ЦЕЛЬ ЗАДАНИЯ:
Ответьте на вопросы по тексту для чтения:
1. Что сказала Вера Панова о рассказах, которые никто не брал?
2. В скольких экземплярах Юра Казаков предлагал перепечатывать рассказ?
3. В каком году вышла книга «Дни человека»?

ТЕКСТ ДЛЯ ЧТЕНИЯ:

☆ ☆ ☆ ☆ ☆

Меня успокаивали старшие товарищи. Помню, первый раз Вера Панова, она была первая леди прозы в Ленинграде, прочитала какие-то рассказы, и я у нее спросил, почему их никто не берет. Она сказала: «Не беспокойтесь, опубликуют». Уже много позже, когда я печатался вовсю, Юра Казаков говорил: «А ты не жалей денег на машинистку, перепечатывай сразу в 12 экземплярах и отсылай сразу в 12 редакций. И если отовсюду вернут, через год отправляй снова в эти же 12 редакций». Опыт. Вот так это все было. Тот же рассказ по новой. Никто же не помнит. Там было многовато хитростей: напечатают тебя в начале или в конце журнала, мелким шрифтом или основным. Мелким шрифтом почему, потому что начальство не прочтет, очки нужны. Иногда шло мелким шрифтом. Вот эта вся замечательная возня могла раздражать, но ее надо было терпеть. И я считаю, что в 1976 году я достиг предела вот в этом хитрованстве, когда вышла книга «Дни человека». Она содержала в себе предел возможностей; как Иван Калита, я накопил много, и на пределе была чистая книга из текстов…

— Читаете современную прозу?

☆ ☆ ☆ ☆ ☆

СПИСОК МАТЕРИАЛОВ:
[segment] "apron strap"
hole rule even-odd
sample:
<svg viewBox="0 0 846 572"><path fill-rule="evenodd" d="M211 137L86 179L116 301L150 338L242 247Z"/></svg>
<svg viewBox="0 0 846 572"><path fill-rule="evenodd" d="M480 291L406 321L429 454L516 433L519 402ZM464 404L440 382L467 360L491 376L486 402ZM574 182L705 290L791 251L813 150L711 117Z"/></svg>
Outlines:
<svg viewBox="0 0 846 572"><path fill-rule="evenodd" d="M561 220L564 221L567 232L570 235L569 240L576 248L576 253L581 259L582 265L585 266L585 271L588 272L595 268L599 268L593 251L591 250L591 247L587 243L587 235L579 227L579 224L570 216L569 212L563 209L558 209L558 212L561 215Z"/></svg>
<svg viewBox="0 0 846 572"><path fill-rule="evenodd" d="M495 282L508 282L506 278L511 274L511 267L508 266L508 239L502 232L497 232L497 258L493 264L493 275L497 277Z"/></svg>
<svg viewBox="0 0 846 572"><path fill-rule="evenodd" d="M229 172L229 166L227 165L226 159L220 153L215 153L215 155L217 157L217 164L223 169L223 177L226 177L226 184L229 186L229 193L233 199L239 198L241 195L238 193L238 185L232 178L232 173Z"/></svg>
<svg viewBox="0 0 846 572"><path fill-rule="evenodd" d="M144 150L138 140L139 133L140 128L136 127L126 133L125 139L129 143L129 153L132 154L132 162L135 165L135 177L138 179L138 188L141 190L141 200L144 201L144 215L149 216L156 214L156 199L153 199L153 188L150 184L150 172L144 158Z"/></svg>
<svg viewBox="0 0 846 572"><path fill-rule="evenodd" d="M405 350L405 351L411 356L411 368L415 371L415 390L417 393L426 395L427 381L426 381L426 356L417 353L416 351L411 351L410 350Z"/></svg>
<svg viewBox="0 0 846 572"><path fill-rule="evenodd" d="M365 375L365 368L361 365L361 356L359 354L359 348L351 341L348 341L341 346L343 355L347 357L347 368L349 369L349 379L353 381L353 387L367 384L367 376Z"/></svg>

☆ ☆ ☆ ☆ ☆

РЕЗУЛЬТАТ УПРАЖНЕНИЯ:
1. «Не беспокойтесь, опубликуют».
2. В 12 экземплярах.
3. В 1976 году.